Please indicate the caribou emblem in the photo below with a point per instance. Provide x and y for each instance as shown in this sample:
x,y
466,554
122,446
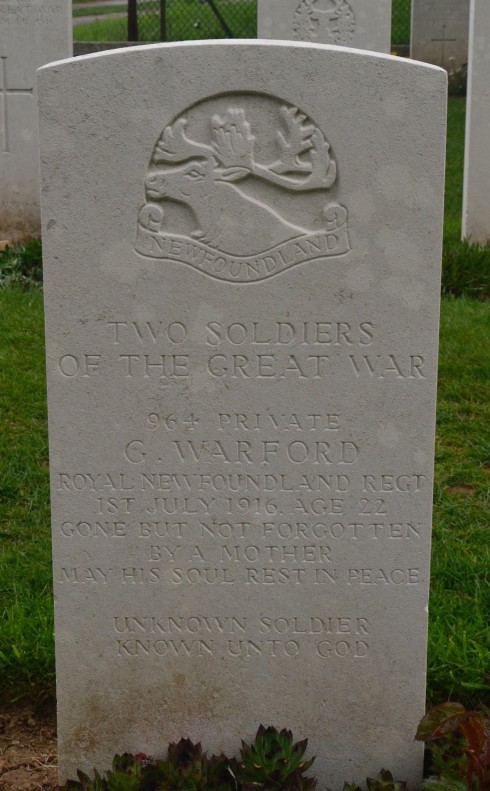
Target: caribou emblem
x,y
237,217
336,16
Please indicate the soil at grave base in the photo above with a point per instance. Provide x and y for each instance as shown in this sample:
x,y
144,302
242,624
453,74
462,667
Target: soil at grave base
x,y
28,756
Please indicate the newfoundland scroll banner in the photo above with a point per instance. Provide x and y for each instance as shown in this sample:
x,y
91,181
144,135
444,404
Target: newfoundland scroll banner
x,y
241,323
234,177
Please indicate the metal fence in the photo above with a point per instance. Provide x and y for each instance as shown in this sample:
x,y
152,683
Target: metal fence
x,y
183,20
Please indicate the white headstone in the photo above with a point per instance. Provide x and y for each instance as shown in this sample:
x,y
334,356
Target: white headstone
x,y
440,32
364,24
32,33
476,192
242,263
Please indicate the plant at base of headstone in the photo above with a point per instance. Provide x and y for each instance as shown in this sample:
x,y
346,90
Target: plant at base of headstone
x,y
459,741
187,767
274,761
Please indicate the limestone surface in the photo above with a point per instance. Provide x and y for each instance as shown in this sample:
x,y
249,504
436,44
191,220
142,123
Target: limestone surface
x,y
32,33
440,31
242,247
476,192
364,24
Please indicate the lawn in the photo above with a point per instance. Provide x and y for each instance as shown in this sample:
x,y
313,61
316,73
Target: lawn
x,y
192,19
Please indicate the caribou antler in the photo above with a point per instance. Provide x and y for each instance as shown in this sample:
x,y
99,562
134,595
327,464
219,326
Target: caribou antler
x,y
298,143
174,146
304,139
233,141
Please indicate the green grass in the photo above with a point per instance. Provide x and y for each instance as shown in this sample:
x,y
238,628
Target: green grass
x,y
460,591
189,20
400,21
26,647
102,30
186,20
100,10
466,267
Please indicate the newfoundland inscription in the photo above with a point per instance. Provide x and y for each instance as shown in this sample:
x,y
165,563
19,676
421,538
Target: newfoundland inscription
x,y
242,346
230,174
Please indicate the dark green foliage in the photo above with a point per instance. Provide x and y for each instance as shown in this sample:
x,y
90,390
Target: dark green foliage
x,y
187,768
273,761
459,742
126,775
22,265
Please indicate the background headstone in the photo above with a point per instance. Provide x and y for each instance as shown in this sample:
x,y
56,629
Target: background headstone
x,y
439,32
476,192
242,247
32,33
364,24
...
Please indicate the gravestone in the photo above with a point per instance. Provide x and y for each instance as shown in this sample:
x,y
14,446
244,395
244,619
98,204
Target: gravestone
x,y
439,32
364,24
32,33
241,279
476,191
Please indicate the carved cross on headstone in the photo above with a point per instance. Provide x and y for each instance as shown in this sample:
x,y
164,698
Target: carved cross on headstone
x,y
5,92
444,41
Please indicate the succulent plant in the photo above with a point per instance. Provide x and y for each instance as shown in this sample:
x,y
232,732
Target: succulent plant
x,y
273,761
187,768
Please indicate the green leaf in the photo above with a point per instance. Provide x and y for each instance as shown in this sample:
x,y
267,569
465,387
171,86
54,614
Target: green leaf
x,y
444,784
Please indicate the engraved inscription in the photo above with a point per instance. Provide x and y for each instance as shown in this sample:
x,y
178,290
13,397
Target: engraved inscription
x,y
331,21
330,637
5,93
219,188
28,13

#### Exercise aim:
How many lines in the material above contain the string "fence"? Reply with only the number.

#### Reply:
2